##### SUMBER

Perhatikan apa yang ditulis oleh Yohanes, Yesus bertanya, “Simon, bin Yunus, apakah engkau mengasihi Aku lebih daripada mereka semua itu?” Lebih daripada mereka semua itu? Perhatikan, Petrus menjawab, secara jujur, apa yang ada di dalam hatinya, tanpa menganggap lebih baik daripada orang lain, dia mengatakan; Benar Tuhan, Engkau tahu, bahwa aku mengasihi Engkau. Titik. Tidak ada kalimat ‘lebih daripada mereka semua itu’. Saudara perhatikan, Petrus tidak mengatakan, tidak Tuhan, aku tidak mengasihi Engkau, tidak. Dia mengatakan ‘aku mengasihi Engkau,’ karena memang begitulah Petrus, dia tidak berbohong di dalam poin itu. Dia tahu apa yang dimilikinya, dia tahu apa yang dikerjakan Tuhan di dalam dirinya dan apa yang dia bisa persembahkan bagi Allah, tetapi, tanpa membandingkan diri lebih baik dari orang lain atau merendahkan orang lain.

##########
##### DATA LATIHAN INI

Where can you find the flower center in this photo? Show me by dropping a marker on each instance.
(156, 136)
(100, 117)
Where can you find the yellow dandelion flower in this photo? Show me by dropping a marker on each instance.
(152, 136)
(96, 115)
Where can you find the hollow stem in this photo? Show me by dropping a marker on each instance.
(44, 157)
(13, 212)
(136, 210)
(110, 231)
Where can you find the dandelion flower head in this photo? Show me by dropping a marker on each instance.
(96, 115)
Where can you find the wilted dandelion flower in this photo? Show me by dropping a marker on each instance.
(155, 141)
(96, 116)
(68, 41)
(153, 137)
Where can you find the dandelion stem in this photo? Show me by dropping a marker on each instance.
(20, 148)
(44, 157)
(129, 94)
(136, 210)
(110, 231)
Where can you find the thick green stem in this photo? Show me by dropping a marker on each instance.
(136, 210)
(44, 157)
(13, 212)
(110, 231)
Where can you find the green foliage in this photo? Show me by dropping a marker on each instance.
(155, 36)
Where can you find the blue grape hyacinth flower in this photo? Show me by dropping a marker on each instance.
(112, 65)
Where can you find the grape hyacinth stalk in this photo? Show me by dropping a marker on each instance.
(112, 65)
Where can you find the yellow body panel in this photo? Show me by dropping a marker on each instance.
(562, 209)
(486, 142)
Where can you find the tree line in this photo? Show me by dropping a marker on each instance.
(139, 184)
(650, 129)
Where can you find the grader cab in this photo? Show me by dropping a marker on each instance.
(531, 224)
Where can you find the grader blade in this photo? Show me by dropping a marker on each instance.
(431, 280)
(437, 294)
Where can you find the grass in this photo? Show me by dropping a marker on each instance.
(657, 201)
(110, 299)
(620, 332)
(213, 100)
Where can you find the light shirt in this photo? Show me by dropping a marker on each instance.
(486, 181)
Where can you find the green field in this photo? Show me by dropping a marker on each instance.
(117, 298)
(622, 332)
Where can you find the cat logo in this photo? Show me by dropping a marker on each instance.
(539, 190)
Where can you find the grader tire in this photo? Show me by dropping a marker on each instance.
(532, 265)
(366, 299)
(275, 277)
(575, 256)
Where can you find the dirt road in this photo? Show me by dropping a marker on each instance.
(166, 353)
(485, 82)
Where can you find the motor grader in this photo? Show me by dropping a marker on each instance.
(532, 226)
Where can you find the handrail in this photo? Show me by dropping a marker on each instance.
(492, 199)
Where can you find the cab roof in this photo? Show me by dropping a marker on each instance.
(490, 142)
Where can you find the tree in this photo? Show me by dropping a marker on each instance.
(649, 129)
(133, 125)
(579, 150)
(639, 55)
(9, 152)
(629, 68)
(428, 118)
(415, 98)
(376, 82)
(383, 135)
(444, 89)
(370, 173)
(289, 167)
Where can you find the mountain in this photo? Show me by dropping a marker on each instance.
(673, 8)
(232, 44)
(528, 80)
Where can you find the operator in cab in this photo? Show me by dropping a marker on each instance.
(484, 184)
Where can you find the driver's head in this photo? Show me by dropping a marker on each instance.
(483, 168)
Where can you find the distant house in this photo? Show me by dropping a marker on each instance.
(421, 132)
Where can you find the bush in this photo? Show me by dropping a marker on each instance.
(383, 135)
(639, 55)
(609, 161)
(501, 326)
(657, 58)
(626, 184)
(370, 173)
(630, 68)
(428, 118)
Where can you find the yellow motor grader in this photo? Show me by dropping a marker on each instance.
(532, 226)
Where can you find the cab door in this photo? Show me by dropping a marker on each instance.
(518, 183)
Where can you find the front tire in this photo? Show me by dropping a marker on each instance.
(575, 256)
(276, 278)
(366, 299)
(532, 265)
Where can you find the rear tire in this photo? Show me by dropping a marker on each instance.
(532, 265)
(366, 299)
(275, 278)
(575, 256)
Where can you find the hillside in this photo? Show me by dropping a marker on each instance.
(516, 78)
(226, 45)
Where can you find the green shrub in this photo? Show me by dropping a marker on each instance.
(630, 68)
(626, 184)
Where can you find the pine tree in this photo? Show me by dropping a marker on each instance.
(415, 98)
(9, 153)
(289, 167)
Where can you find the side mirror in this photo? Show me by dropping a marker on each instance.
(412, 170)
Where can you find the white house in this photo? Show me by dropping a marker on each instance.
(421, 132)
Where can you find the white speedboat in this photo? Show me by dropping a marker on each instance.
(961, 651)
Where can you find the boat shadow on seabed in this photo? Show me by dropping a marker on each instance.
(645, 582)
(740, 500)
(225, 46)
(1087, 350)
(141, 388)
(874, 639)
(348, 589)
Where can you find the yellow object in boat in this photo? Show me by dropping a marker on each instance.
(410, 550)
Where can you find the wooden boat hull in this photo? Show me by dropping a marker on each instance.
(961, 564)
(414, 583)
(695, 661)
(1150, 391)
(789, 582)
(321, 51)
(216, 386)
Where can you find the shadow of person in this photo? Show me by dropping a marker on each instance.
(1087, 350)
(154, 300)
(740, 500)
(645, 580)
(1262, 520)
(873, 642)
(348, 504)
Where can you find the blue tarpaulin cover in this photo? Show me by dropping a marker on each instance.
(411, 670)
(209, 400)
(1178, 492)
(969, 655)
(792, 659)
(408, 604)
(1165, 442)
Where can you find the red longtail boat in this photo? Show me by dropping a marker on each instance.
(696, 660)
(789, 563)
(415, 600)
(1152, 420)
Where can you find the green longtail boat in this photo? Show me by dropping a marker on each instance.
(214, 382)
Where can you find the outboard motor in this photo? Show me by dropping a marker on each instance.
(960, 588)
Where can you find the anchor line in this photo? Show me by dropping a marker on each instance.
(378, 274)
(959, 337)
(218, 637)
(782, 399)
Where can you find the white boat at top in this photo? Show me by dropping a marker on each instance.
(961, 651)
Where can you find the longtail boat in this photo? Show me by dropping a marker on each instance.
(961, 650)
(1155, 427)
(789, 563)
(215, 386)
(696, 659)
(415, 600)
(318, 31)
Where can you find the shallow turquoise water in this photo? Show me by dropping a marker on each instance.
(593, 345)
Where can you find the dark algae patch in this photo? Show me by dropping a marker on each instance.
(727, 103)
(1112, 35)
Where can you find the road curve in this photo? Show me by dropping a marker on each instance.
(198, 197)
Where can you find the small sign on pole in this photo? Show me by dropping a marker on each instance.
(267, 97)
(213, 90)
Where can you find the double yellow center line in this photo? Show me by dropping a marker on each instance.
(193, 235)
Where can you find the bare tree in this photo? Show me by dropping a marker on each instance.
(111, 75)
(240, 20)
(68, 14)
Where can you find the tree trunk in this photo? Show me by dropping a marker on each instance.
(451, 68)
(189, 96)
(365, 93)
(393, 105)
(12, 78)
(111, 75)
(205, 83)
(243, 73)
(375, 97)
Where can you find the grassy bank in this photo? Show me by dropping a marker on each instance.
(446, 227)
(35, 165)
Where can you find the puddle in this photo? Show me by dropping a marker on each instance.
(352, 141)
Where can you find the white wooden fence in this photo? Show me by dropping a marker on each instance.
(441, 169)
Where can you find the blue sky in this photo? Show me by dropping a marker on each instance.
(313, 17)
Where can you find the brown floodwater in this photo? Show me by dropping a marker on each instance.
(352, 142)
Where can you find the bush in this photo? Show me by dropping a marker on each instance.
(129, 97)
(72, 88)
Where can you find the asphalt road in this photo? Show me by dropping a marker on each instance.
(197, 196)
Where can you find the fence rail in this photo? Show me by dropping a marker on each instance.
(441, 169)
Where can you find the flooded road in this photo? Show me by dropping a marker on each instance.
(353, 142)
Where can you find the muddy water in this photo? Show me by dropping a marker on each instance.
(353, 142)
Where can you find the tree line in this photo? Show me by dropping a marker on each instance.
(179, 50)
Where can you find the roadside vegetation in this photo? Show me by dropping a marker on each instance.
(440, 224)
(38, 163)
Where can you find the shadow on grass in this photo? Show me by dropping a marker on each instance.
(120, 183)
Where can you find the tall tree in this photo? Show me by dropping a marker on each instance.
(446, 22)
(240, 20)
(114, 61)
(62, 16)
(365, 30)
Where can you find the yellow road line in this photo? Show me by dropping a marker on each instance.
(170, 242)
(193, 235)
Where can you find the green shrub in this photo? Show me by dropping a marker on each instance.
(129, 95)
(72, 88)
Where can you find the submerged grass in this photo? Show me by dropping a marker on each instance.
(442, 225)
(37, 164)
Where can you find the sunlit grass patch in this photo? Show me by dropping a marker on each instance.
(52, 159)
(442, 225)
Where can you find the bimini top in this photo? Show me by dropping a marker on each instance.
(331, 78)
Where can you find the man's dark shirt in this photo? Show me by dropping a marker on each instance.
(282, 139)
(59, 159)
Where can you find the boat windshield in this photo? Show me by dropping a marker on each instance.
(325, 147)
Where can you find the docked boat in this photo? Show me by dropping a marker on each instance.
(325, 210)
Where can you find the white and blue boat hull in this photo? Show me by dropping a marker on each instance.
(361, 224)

##########

**TUGAS LATIHAN INI:**
#1 Menurut teks sumber, apa jawaban Petrus ketika Yesus bertanya apakah ia mengasihi-Nya lebih daripada mereka semua itu?
#2 Ambil setiap baris catatan yang memuat kata "grape". Huruf besar dan kecil dibedakan.

**JAWABAN DI BAWAH:**
#1 Benar Tuhan, Engkau tahu, bahwa aku mengasihi Engkau.

#2
Where can you find the blue grape hyacinth flower in this photo? Show me by dropping a marker on each instance.
Where can you find the grape hyacinth stalk in this photo? Show me by dropping a marker on each instance.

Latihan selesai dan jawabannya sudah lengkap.